▶ Given passage:

Johnson was not the only person preparing the case for their defence this week. Dominic Cummings, his chief adviser, read out a long statement on Monday defending himself from the immediate charge of breaking lockdown rules, but it included an intriguing paragraph that seemed aimed at a future inquiry.
He complained about reports “suggesting that I had opposed lockdown and even that I did not care about many deaths. For years, I have warned of the dangers of pandemics. Last year I wrote about the possible threat of coronaviruses and the urgent need for planning. The truth is, that I had argued for lockdown. I did not oppose it.”
Unfortunately for him, and thanks to the astonishing internet detective work of Jens Wiechers, a German data scientist, it turned out that the reference to coronaviruses in Cummings’s 2019 blog was added in April this year, on the day Cummings returned from his Durham flit. This undermined Cummings’s claim to have seen it all coming, and is disastrous for his account of himself as an early advocate of shutting the country down.
Which is one of those odd paradoxes that often marks out real life from fiction, because Cummings is probably right that the government was keener to lock down earlier than the scientists. He has now made it even harder for anyone to believe him: the idea is firmly fixed in the public mind that the UK locked down too late because the government ignored the scientists’ warnings.
Indeed, the new batch of Sage minutes published on Friday show that, on 13 March, the committee was “unanimous that measures seeking to completely suppress spread of Covid-19 will cause a second peak” of infections. The minutes also show that Sage said, as early as 18 February, that contact tracing should be abandoned: “When there is sustained transmission in the UK, contact tracing will no longer be useful.”
Nevertheless, Johnson and Cummings are now up against it. They are in a similar position to that in which Blair and Alastair Campbell found themselves as Iraq descended into sectarian chaos. They say they acted in “good faith”, but public opinion decided they had been dishonest in making the case for war, and there was little they could do to change it. Campbell’s departure from government helped, and Blair’s sinuous tenacity allowed him to win another election. But Johnson’s appearance before senior MPs this week provided little evidence that he has the skills needed to turn this round.

▶ Source information:

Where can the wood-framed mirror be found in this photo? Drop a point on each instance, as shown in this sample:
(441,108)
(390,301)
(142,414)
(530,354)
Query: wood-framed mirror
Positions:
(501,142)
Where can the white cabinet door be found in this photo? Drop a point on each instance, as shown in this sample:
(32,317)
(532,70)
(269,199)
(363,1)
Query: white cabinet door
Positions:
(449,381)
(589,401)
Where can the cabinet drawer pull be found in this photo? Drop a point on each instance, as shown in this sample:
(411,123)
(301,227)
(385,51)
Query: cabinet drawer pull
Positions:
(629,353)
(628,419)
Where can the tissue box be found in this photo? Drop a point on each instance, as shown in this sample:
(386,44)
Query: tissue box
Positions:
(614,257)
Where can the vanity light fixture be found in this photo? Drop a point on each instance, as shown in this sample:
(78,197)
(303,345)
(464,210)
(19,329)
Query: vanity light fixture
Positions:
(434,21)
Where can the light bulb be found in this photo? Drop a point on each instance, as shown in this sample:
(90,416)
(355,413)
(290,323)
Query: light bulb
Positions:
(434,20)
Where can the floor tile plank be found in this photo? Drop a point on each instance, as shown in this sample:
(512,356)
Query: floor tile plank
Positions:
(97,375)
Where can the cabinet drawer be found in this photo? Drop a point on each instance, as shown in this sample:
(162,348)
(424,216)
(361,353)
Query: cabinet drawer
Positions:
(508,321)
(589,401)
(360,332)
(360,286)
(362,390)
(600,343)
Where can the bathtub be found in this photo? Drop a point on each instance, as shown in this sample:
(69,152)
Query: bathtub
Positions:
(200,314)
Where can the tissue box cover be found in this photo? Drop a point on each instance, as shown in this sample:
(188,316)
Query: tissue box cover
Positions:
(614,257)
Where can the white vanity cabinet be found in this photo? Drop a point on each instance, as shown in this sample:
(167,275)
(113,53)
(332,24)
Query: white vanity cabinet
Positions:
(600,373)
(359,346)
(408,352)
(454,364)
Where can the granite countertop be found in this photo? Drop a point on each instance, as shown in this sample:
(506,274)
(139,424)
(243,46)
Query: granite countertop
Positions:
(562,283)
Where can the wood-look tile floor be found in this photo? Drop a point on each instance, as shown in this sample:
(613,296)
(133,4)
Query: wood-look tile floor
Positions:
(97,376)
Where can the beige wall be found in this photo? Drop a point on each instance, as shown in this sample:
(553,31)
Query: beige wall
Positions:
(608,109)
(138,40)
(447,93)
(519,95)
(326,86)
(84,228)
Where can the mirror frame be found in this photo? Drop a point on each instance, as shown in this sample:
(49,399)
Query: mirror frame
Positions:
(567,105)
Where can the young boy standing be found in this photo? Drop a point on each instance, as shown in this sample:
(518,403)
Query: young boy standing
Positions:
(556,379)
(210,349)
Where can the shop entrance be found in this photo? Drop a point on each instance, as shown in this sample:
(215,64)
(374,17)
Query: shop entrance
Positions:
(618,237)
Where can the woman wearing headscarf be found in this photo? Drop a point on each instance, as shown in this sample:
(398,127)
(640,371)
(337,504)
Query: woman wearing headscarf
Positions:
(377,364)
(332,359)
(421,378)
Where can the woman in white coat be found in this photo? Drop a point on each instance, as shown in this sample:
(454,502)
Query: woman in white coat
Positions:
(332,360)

▶ Work order: Reproduce the passage about Johnson, Cummings and lockdown, beginning at the words "Johnson was not" and stopping after "a future inquiry.", and substitute "declaration" for "statement".

▶ Response area:
Johnson was not the only person preparing the case for their defence this week. Dominic Cummings, his chief adviser, read out a long declaration on Monday defending himself from the immediate charge of breaking lockdown rules, but it included an intriguing paragraph that seemed aimed at a future inquiry.